** Opening Dataset records block **

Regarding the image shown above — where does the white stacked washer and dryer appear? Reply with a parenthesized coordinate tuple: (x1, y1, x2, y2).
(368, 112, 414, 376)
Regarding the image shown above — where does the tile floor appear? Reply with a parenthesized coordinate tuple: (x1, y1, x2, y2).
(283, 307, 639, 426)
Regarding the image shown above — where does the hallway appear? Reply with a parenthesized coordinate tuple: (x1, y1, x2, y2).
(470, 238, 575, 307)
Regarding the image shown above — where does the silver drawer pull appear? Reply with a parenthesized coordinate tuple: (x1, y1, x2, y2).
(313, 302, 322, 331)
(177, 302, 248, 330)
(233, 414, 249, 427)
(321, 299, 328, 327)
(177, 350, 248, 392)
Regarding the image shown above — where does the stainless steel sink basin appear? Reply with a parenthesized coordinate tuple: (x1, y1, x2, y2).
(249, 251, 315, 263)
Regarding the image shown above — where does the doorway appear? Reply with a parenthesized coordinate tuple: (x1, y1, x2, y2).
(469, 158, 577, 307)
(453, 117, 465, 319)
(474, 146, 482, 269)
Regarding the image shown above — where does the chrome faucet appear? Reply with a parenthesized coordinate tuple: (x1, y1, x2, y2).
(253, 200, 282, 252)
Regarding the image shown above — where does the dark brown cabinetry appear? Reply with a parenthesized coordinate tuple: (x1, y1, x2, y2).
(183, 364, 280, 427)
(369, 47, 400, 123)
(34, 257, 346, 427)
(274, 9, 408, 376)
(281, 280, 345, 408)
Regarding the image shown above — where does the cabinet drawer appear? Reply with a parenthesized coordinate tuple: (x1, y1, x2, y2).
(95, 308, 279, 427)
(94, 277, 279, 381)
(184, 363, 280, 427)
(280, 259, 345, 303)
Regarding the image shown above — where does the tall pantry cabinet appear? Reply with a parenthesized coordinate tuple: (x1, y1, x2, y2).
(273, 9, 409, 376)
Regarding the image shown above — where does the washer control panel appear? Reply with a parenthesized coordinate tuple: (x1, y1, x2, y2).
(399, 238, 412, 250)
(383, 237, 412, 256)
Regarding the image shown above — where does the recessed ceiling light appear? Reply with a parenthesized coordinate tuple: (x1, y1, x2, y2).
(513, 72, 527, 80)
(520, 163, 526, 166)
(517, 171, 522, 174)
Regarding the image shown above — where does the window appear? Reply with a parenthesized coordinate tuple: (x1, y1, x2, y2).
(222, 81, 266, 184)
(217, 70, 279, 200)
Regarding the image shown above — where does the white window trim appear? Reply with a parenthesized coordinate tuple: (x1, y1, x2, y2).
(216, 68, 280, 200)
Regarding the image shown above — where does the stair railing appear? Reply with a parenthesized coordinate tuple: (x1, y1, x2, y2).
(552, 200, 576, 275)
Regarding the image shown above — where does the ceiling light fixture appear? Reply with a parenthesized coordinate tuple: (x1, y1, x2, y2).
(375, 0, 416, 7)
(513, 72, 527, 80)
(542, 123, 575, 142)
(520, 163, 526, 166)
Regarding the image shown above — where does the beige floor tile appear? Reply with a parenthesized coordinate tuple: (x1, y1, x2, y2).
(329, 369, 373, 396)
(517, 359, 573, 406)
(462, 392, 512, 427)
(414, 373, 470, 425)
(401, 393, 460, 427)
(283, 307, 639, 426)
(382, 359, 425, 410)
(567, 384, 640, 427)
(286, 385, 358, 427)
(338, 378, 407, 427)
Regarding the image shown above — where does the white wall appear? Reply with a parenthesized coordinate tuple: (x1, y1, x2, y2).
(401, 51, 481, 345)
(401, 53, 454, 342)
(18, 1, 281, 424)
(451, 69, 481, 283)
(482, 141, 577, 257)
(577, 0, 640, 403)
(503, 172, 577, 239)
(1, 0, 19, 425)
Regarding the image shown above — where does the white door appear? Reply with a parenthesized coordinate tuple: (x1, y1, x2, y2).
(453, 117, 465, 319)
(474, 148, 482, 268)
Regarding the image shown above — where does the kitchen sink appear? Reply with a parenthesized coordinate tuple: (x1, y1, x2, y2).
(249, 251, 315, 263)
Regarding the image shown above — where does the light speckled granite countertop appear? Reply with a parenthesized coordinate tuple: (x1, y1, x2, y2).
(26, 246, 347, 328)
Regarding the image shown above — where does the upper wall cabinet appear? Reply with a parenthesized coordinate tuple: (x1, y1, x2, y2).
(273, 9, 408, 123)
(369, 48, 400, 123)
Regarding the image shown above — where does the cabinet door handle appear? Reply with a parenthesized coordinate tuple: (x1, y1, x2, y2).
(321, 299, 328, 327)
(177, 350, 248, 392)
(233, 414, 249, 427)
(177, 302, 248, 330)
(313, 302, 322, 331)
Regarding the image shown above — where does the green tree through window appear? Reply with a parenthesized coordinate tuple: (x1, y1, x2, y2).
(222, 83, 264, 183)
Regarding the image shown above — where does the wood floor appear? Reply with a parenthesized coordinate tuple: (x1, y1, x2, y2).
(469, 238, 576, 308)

** Closing Dataset records block **

[What is being asked]: Every line must be copied exactly as it stands above.

[Exercise solution]:
Regarding the image shown above — where does the white stacked washer and dryer appear? Reply with a parenthesized coordinate tuple: (x1, y1, x2, y2).
(368, 112, 414, 376)
Regarding the image shown above — where does the tile floor appear? Reply with a parenthesized coordinate tuple: (x1, y1, x2, y2).
(283, 307, 639, 426)
Regarding the image shown above — where does the hallway appear? Reply with a parenthesized coordinate tuple: (x1, y1, x2, y2).
(470, 238, 575, 307)
Regarding the image shown above — where does the silver drawer pull appear? Reply with a parenthesized coordinate tuple: (x1, y1, x2, y2).
(313, 302, 322, 331)
(177, 302, 248, 330)
(233, 414, 249, 427)
(321, 299, 328, 327)
(177, 350, 248, 392)
Regarding the image shown above — where does the stainless steel sink basin appear? Reply with a parenthesized coordinate tuple: (x1, y1, x2, y2).
(249, 251, 315, 263)
Regarding the image shown above — where does the doorway appear? Reply with a parenthesized coordinate tuple: (x1, y1, x2, y2).
(469, 158, 577, 307)
(453, 117, 465, 319)
(474, 146, 482, 269)
Regarding the image shown above — where does the chrome faucet appear? Reply with a parenthesized coordinate tuple: (x1, y1, x2, y2).
(253, 200, 282, 252)
Regarding the image shown above — where does the dark brown cabinetry appear? Reply with a parenthesized coordinate tuple: (x1, y1, x2, y2).
(183, 364, 280, 427)
(369, 47, 400, 123)
(34, 257, 346, 427)
(274, 9, 408, 376)
(281, 280, 345, 408)
Regarding the image shown above — where does the cabinet drawer appear? Reply with a parenthesized coordinate tuple: (x1, y1, x2, y2).
(95, 308, 279, 427)
(94, 277, 279, 381)
(184, 363, 280, 427)
(280, 259, 345, 303)
Regarding the image shown above — where does the tall pantry cabinet appear? Reply with a parenthesized coordinate tuple: (x1, y1, x2, y2).
(273, 9, 409, 376)
Regarding the image shown above — where does the washer control panel appear? Reply with a parenthesized coordinate tuple: (x1, y1, x2, y2).
(399, 238, 412, 250)
(383, 237, 412, 256)
Regarding the image shown above — where does the recessed ceiling light appear? Reply with a parenthesized coordinate tuple: (x1, y1, x2, y2).
(513, 72, 527, 80)
(520, 163, 526, 166)
(517, 171, 522, 174)
Regarding the image shown above — where does the window appear? Reply with a parenthesized coordinate tuple: (x1, y1, x2, y2).
(222, 81, 266, 184)
(217, 70, 279, 200)
Regarding the image shown above — where does the white window trim appear? Reply with a parenthesized coordinate tuple: (x1, y1, x2, y2).
(216, 68, 280, 200)
Regarding the image shown above — where does the stair railing appear? Reply with a parenthesized coordinate tuple: (x1, y1, x2, y2).
(552, 200, 576, 275)
Regarding the image shown above — where does the ceiling light fixture appear? Reply with a parenthesized coordinate tuple: (x1, y1, x2, y2).
(375, 0, 416, 7)
(513, 72, 527, 80)
(542, 123, 575, 142)
(520, 163, 526, 166)
Regarding the image shown above — where does the beige floor tile appear? Reply with a parenthesized coordinate tuple: (x1, y1, x2, y2).
(329, 369, 373, 396)
(517, 359, 573, 406)
(462, 392, 512, 427)
(414, 373, 470, 425)
(401, 393, 460, 427)
(283, 307, 639, 426)
(382, 359, 425, 410)
(567, 384, 640, 427)
(286, 385, 358, 427)
(338, 378, 407, 427)
Regarding the image shown above — where does the white wall appear? Reply with a parenthesized coordinate tuple: (x1, y1, x2, y2).
(401, 51, 481, 345)
(401, 53, 454, 342)
(18, 1, 281, 424)
(451, 69, 481, 283)
(482, 141, 577, 257)
(577, 0, 640, 403)
(503, 172, 577, 239)
(1, 0, 19, 425)
Regarding the image shown above — where does the white door appear? Reply with a parenthesized coordinate tuple: (x1, y1, x2, y2).
(453, 117, 465, 319)
(474, 148, 482, 268)
Regarding the image shown above — where does the kitchen sink appear? Reply with a parenthesized coordinate tuple: (x1, y1, x2, y2).
(249, 251, 315, 263)
Regarding the image shown above — where does the light speckled granite countertop appear? Reply with a parenthesized coordinate tuple: (x1, y1, x2, y2).
(26, 246, 347, 328)
Regarding the image shown above — where does the upper wall cabinet appear? Reply with a parenthesized coordinate tuple: (x1, y1, x2, y2).
(273, 9, 408, 123)
(369, 48, 400, 123)
Regarding the image shown above — where does the cabinet door handle appear? Reply with a parenthesized coordinate tuple: (x1, y1, x2, y2).
(321, 299, 328, 327)
(177, 350, 248, 392)
(233, 414, 249, 427)
(177, 302, 248, 330)
(313, 302, 322, 331)
Regarding the image shown above — where does the green tree through window appear? Reply with a parenthesized coordinate tuple: (x1, y1, x2, y2).
(222, 83, 264, 183)
Regarding the image shown above — where does the wood floor appear? Reply with a parenthesized coordinate tuple: (x1, y1, x2, y2).
(469, 238, 576, 308)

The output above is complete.